- **Exercise**: Reproduce the records verbatim, beginning at the start of the records and ending with the line that contains "positive clicks: (384, 279)", with both ends included. Omit the pictures from your output.

- **Records to use**:
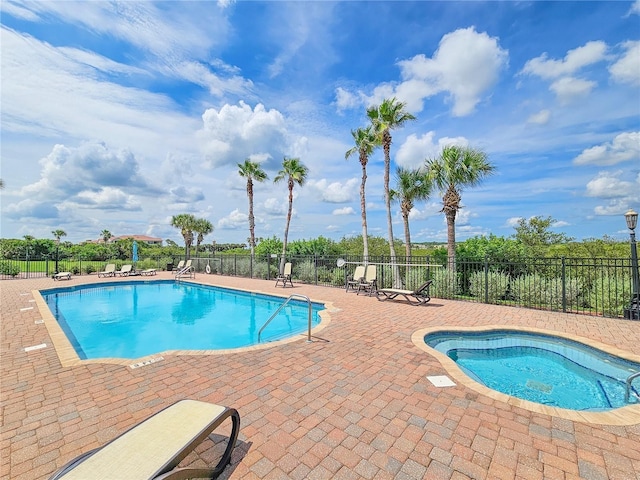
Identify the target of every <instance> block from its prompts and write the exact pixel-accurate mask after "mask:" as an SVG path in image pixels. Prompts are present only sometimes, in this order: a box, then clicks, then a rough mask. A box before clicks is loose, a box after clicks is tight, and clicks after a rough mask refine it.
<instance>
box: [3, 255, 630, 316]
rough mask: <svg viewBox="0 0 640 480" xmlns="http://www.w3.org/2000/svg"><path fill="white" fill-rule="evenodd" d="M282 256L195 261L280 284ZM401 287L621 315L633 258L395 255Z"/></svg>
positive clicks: (384, 279) (368, 261) (72, 262)
mask: <svg viewBox="0 0 640 480" xmlns="http://www.w3.org/2000/svg"><path fill="white" fill-rule="evenodd" d="M342 258H344V259H345V260H346V264H345V265H344V266H342V267H338V266H337V260H338V257H337V256H312V255H300V256H288V257H287V261H290V262H292V263H293V279H294V282H299V283H308V284H313V285H322V286H328V287H339V288H343V287H344V285H345V282H346V279H347V278H350V277H351V276H352V275H353V271H354V269H355V267H356V265H358V264H361V263H362V258H361V257H355V256H352V257H349V256H344V257H342ZM279 259H280V256H279V255H269V256H256V257H255V258H254V259H253V261H252V259H251V257H250V256H249V255H219V254H218V255H211V256H209V257H198V258H192V260H193V266H194V267H195V269H196V272H198V273H204V272H205V271H206V269H207V266H208V267H209V270H210V271H211V273H212V274H219V275H228V276H240V277H247V278H259V279H266V280H268V279H275V277H276V276H277V274H278V270H279V264H280V262H279ZM178 260H179V258H172V257H154V258H142V259H140V261H138V262H137V263H136V268H137V269H145V268H157V269H160V270H164V269H167V268H168V267H170V266H171V265H175V264H177V263H178ZM368 262H369V263H373V264H376V265H377V282H378V288H389V287H392V286H393V284H394V281H393V280H394V279H393V274H394V273H393V272H394V268H393V266H392V262H391V259H390V257H388V256H382V257H375V258H374V257H371V258H369V260H368ZM107 263H115V264H116V267H117V268H118V269H119V268H120V267H121V266H122V265H123V264H126V263H132V262H131V261H127V260H112V261H106V262H105V261H94V260H85V259H74V258H64V259H58V262H57V271H69V272H71V273H73V274H74V275H82V274H89V275H90V274H95V273H96V272H99V271H102V270H103V269H104V267H105V265H106V264H107ZM395 263H396V264H397V265H398V270H399V274H400V281H401V284H402V286H403V288H406V289H409V290H413V289H416V288H417V287H418V286H420V285H422V284H423V283H424V282H425V281H427V280H429V279H431V280H433V284H432V287H431V295H432V297H435V298H446V299H457V300H466V301H474V302H482V303H492V304H502V305H513V306H518V307H527V308H539V309H545V310H552V311H563V312H573V313H583V314H590V315H600V316H606V317H619V316H622V315H623V310H624V308H625V307H627V306H628V304H629V301H630V299H631V296H632V276H631V260H630V259H629V258H615V259H610V258H601V259H598V258H595V259H594V258H589V259H585V258H535V259H529V260H527V261H524V262H513V263H508V262H490V261H488V260H485V261H483V262H468V261H457V262H456V268H455V272H452V271H451V270H450V269H448V268H446V265H441V264H438V263H437V262H435V261H434V260H433V259H431V258H429V257H412V258H410V259H406V258H405V257H401V256H398V257H396V262H395ZM55 272H56V261H55V259H51V258H23V259H15V260H2V261H0V278H2V279H10V278H36V277H45V276H51V275H52V274H53V273H55Z"/></svg>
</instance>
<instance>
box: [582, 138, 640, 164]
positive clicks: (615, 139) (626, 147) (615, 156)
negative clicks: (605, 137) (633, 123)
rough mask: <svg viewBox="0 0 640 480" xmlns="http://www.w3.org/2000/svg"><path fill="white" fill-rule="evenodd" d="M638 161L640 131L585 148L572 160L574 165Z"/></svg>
mask: <svg viewBox="0 0 640 480" xmlns="http://www.w3.org/2000/svg"><path fill="white" fill-rule="evenodd" d="M634 159H635V160H638V159H640V131H639V132H624V133H621V134H619V135H616V137H615V138H614V139H613V141H612V142H607V143H603V144H602V145H596V146H595V147H591V148H587V149H586V150H584V151H583V152H582V153H581V154H580V155H578V156H577V157H576V158H574V159H573V163H574V164H575V165H601V166H606V165H616V164H618V163H622V162H627V161H629V160H634Z"/></svg>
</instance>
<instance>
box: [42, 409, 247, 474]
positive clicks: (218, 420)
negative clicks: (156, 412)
mask: <svg viewBox="0 0 640 480" xmlns="http://www.w3.org/2000/svg"><path fill="white" fill-rule="evenodd" d="M227 418H231V421H232V430H231V434H230V437H229V443H228V444H227V446H226V449H225V451H224V454H223V455H222V458H221V459H220V461H219V462H218V464H217V465H216V466H215V467H214V468H176V466H177V465H178V464H179V463H180V462H181V461H182V460H183V459H184V458H185V457H186V456H187V455H188V454H189V453H190V452H191V451H193V450H194V449H195V448H196V447H197V446H198V445H199V444H200V443H202V442H203V441H204V440H205V439H206V438H207V437H208V436H209V435H210V434H211V433H212V432H213V431H214V430H215V429H216V428H217V427H218V426H220V424H222V422H223V421H224V420H226V419H227ZM239 430H240V415H239V414H238V411H237V410H236V409H234V408H229V407H222V406H220V405H215V404H213V403H208V402H201V401H198V400H180V401H178V402H176V403H174V404H172V405H170V406H168V407H167V408H165V409H163V410H160V411H159V412H157V413H156V414H154V415H152V416H151V417H149V418H147V419H146V420H144V421H143V422H141V423H139V424H137V425H135V426H134V427H132V428H130V429H129V430H127V431H126V432H124V433H123V434H122V435H120V436H119V437H116V438H115V439H113V440H111V441H110V442H109V443H107V444H106V445H104V446H102V447H100V448H97V449H94V450H91V451H89V452H86V453H84V454H82V455H80V456H78V457H76V458H74V459H73V460H71V461H70V462H69V463H67V464H66V465H64V466H63V467H62V468H61V469H59V470H58V471H57V472H55V473H54V474H53V475H52V476H51V477H49V480H74V479H79V480H86V479H89V478H94V479H97V478H102V479H132V480H133V479H156V480H159V479H163V480H167V479H172V480H176V479H187V478H216V477H217V476H218V475H220V473H222V471H223V470H224V469H225V467H226V466H227V465H228V464H229V463H230V461H231V452H232V451H233V448H234V447H235V444H236V441H237V439H238V432H239Z"/></svg>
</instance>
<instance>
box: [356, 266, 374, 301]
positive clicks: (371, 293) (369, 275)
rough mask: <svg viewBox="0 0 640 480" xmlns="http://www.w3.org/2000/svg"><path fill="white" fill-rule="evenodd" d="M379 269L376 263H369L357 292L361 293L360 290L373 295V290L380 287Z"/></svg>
mask: <svg viewBox="0 0 640 480" xmlns="http://www.w3.org/2000/svg"><path fill="white" fill-rule="evenodd" d="M377 277H378V269H377V267H376V265H367V268H366V271H365V274H364V278H363V279H362V280H361V281H360V282H359V283H358V290H356V294H358V295H360V291H363V292H365V293H368V294H369V296H371V295H373V292H374V291H376V290H377V287H378V279H377Z"/></svg>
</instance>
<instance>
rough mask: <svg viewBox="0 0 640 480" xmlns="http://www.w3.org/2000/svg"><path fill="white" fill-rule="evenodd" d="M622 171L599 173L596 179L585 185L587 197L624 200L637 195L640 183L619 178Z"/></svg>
mask: <svg viewBox="0 0 640 480" xmlns="http://www.w3.org/2000/svg"><path fill="white" fill-rule="evenodd" d="M622 175H623V172H622V171H617V172H608V171H607V172H600V173H599V174H598V176H597V177H596V178H594V179H593V180H591V181H590V182H589V183H587V192H586V195H587V196H588V197H597V198H624V197H629V196H631V195H636V196H637V195H638V192H639V191H640V182H638V181H635V182H634V181H628V180H623V179H622V178H620V177H621V176H622Z"/></svg>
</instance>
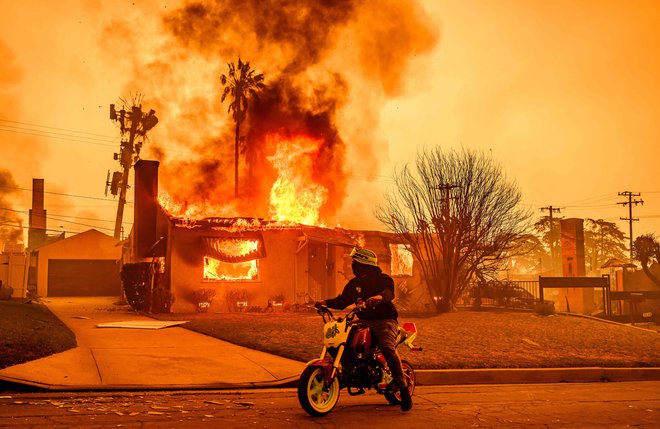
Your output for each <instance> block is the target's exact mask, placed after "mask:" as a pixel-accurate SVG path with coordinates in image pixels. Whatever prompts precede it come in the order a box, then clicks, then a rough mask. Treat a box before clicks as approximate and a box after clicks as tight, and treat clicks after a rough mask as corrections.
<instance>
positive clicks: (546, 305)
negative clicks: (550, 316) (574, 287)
mask: <svg viewBox="0 0 660 429" xmlns="http://www.w3.org/2000/svg"><path fill="white" fill-rule="evenodd" d="M534 312H536V314H539V315H541V316H551V315H553V314H555V303H554V302H552V301H543V302H539V303H537V304H536V305H535V306H534Z"/></svg>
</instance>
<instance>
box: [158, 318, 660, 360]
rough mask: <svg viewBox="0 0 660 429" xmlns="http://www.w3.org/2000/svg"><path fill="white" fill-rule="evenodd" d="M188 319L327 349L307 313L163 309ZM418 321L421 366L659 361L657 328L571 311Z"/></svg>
mask: <svg viewBox="0 0 660 429" xmlns="http://www.w3.org/2000/svg"><path fill="white" fill-rule="evenodd" d="M161 317H162V318H163V319H173V318H174V319H178V320H190V322H188V323H186V324H184V325H183V327H185V328H187V329H191V330H194V331H197V332H201V333H204V334H206V335H210V336H212V337H216V338H220V339H222V340H226V341H229V342H232V343H234V344H238V345H241V346H245V347H249V348H253V349H257V350H261V351H265V352H268V353H273V354H276V355H279V356H283V357H287V358H290V359H295V360H298V361H302V362H306V361H308V360H310V359H313V358H315V357H318V355H319V353H320V350H321V347H322V333H321V329H322V326H321V323H322V321H321V318H320V316H317V315H316V314H304V313H268V314H260V313H221V314H186V315H171V314H170V315H161ZM399 322H400V323H402V322H415V323H416V325H417V328H418V331H419V337H418V340H416V343H417V345H419V346H422V347H423V351H421V352H416V351H409V350H408V349H407V348H406V347H402V348H400V349H399V350H400V351H401V354H402V357H405V358H406V359H408V360H409V361H410V362H411V363H412V364H413V365H414V366H415V367H416V368H419V369H442V368H446V369H449V368H535V367H546V368H552V367H557V368H559V367H591V366H598V367H659V366H660V334H659V333H658V332H655V331H650V330H644V329H639V328H635V327H630V326H626V325H620V324H614V323H608V322H604V321H600V320H594V319H590V318H581V317H574V316H568V315H554V316H539V315H537V314H534V313H530V312H516V311H501V310H492V311H458V312H453V313H448V314H443V315H437V316H431V317H423V318H421V317H417V318H410V317H400V318H399Z"/></svg>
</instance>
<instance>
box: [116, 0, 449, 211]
mask: <svg viewBox="0 0 660 429" xmlns="http://www.w3.org/2000/svg"><path fill="white" fill-rule="evenodd" d="M376 6H377V7H376ZM131 28H132V27H131V26H130V25H126V23H123V24H122V23H113V25H112V26H111V27H108V29H106V31H107V32H108V31H113V34H114V35H115V36H117V34H119V33H118V30H117V29H121V33H122V34H125V38H126V40H131V41H132V42H135V43H139V40H140V37H138V36H136V34H135V31H136V30H131ZM110 29H111V30H110ZM437 40H438V35H437V33H436V30H435V29H434V28H432V26H431V25H430V24H429V23H428V21H427V19H426V17H425V15H424V11H423V9H422V8H421V6H420V5H419V4H418V3H417V2H416V1H413V0H404V1H398V2H395V1H382V2H378V4H377V5H375V4H374V2H368V1H366V0H364V1H359V0H339V1H329V0H328V1H317V0H246V1H225V0H217V1H195V2H186V3H184V4H183V5H182V6H181V7H180V8H178V9H176V10H173V11H168V12H166V13H164V14H163V15H162V17H161V34H160V35H159V42H158V49H152V50H150V51H149V53H148V55H146V54H144V55H142V54H140V49H135V48H134V47H133V48H132V49H131V52H130V54H129V56H130V57H131V58H132V61H133V70H134V73H133V76H134V79H132V80H131V81H130V82H128V84H127V86H126V88H127V90H128V89H131V88H139V89H140V90H141V91H142V92H144V94H145V104H146V103H148V104H149V106H148V108H155V110H156V111H157V112H158V113H157V114H158V115H159V117H160V119H161V122H160V123H159V124H158V126H157V128H158V130H157V132H156V130H154V133H153V138H152V139H151V141H150V145H151V147H152V149H151V152H148V151H147V153H151V155H152V156H154V157H158V159H160V160H161V161H162V162H161V174H160V177H161V186H162V187H164V188H165V189H166V190H167V191H168V192H169V193H170V194H171V195H172V196H173V198H174V199H175V200H178V201H185V202H189V203H202V204H207V205H222V204H224V203H226V202H227V201H229V200H231V199H232V197H233V161H234V159H233V144H234V134H233V132H234V124H233V122H232V121H231V119H230V115H228V113H227V103H226V102H225V104H224V105H223V104H222V103H221V102H220V94H221V91H222V86H221V85H220V82H219V76H220V74H222V73H226V72H227V63H228V62H236V61H237V60H238V58H239V57H240V58H241V60H242V61H248V62H250V65H251V67H252V68H254V69H255V71H256V72H257V73H263V74H264V76H265V79H264V83H265V84H266V88H265V90H264V91H263V92H261V94H259V97H258V99H255V100H252V101H251V105H250V108H249V110H248V115H247V119H246V121H245V122H244V123H243V124H242V126H241V136H242V137H244V139H243V140H242V143H243V144H242V145H241V162H240V168H241V173H240V176H241V177H240V182H239V184H240V186H239V187H240V189H241V192H240V194H241V200H240V203H236V202H235V204H234V207H236V209H237V210H239V211H244V212H242V213H234V214H235V215H236V214H241V215H250V216H264V215H265V213H266V210H267V199H268V190H269V189H270V186H271V185H272V183H273V181H274V180H275V172H274V171H273V169H272V168H271V167H270V166H269V164H268V162H267V157H268V155H269V154H270V152H271V151H272V148H269V147H267V141H268V139H267V136H269V135H272V134H273V133H277V134H278V135H281V136H283V137H286V136H295V135H300V134H304V135H306V136H309V137H311V138H313V139H315V140H320V141H321V142H322V144H321V145H320V146H319V147H318V153H317V154H316V155H315V156H314V162H313V163H312V165H311V168H312V170H313V171H311V172H310V176H311V177H312V178H313V179H314V180H315V181H317V183H319V184H321V185H322V186H324V187H325V188H326V189H328V200H327V201H328V203H327V204H326V205H325V206H324V207H323V209H322V213H323V214H325V215H332V214H333V213H335V212H336V211H337V210H338V209H339V208H341V206H342V203H343V201H344V197H345V195H346V188H347V183H348V179H349V174H348V173H347V172H346V154H347V147H348V146H352V149H357V152H358V153H360V154H362V156H361V159H360V162H361V163H362V164H363V165H364V167H365V169H368V170H371V169H373V168H374V166H375V165H377V164H378V156H376V154H375V153H376V151H375V150H372V149H374V146H375V142H374V138H373V128H374V124H373V123H372V122H373V119H372V118H373V117H374V116H375V113H374V112H375V111H377V110H378V109H379V108H380V105H379V104H378V103H379V102H380V103H382V100H384V99H387V98H388V97H393V96H397V95H400V94H401V92H402V91H403V87H404V84H405V78H406V73H407V72H408V65H409V62H410V60H411V59H412V58H414V57H415V56H417V55H422V54H425V53H428V52H430V51H431V50H432V49H433V47H434V46H435V44H436V43H437ZM357 83H359V84H357ZM200 86H203V87H204V88H203V89H198V92H196V93H195V94H194V95H191V94H192V92H193V90H192V89H191V88H199V87H200ZM365 88H366V90H368V91H370V93H369V94H361V93H360V91H365ZM373 94H380V95H381V96H380V97H374V96H373ZM374 99H375V100H377V102H374ZM356 100H357V102H356ZM360 100H363V102H360ZM349 101H352V103H348V102H349ZM349 104H350V105H352V106H355V105H357V106H359V108H358V110H357V111H354V112H351V114H352V115H354V116H355V126H357V127H358V128H360V127H363V130H364V132H363V133H360V137H359V138H357V139H355V138H353V139H351V141H346V140H345V138H344V137H343V136H342V135H343V133H342V129H341V127H340V125H339V124H338V121H337V118H338V115H339V114H340V113H341V112H343V111H345V109H347V106H348V105H349ZM173 106H176V107H173ZM360 110H361V111H360ZM173 146H177V147H182V146H183V147H186V148H188V149H189V150H191V152H192V155H190V156H187V157H181V156H173V155H176V154H174V153H172V152H171V148H172V147H173ZM219 215H227V214H226V213H219Z"/></svg>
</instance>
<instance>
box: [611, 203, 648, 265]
mask: <svg viewBox="0 0 660 429" xmlns="http://www.w3.org/2000/svg"><path fill="white" fill-rule="evenodd" d="M619 196H620V197H628V201H623V202H620V203H617V204H620V205H622V206H624V207H625V206H628V217H622V218H619V219H621V220H627V221H628V224H629V226H630V262H631V263H632V260H633V257H632V254H633V252H632V248H633V236H632V223H633V222H634V221H636V220H639V219H636V218H633V217H632V206H633V204H634V205H637V204H641V205H644V200H642V199H639V200H638V199H634V200H633V197H641V196H642V194H640V193H636V194H634V193H632V192H630V191H625V192H619Z"/></svg>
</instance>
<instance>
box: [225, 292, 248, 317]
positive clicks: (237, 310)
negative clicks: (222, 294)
mask: <svg viewBox="0 0 660 429" xmlns="http://www.w3.org/2000/svg"><path fill="white" fill-rule="evenodd" d="M226 298H227V307H228V308H229V311H230V312H236V311H243V310H244V309H246V307H247V302H248V292H247V289H231V290H229V291H227V294H226Z"/></svg>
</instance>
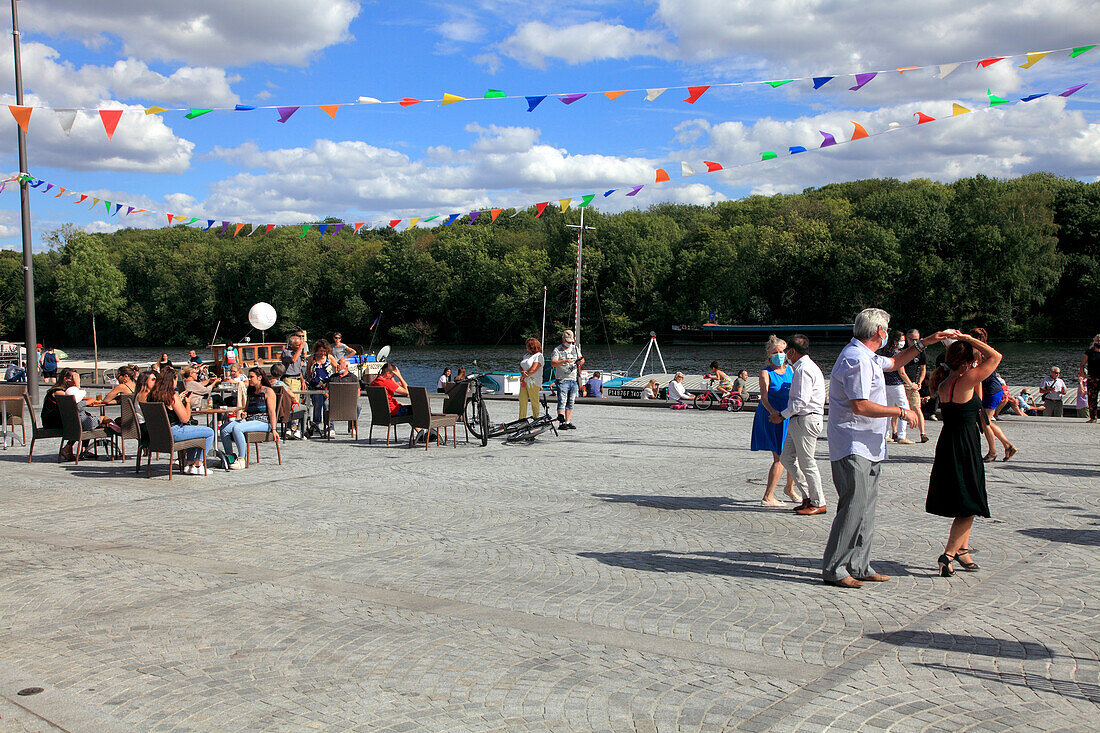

- **Exercise answer**:
Identify the target of every <instance> block from its prompts and write the exact pixel-accurate mask after "mask:" as an SVG path in image pixels. Prompts are present only sometimes, in this order: a box, then clicks, then a rough mask. A box before clicks is loose, a box after clicks is tight, and clicks after a rough mask refine it.
<instance>
box: [3, 255, 630, 316]
rough mask: <svg viewBox="0 0 640 480" xmlns="http://www.w3.org/2000/svg"><path fill="white" fill-rule="evenodd" d="M282 256L195 261L280 284ZM401 287L621 315L633 258L395 255Z"/></svg>
positive clicks: (384, 279) (368, 261) (72, 262)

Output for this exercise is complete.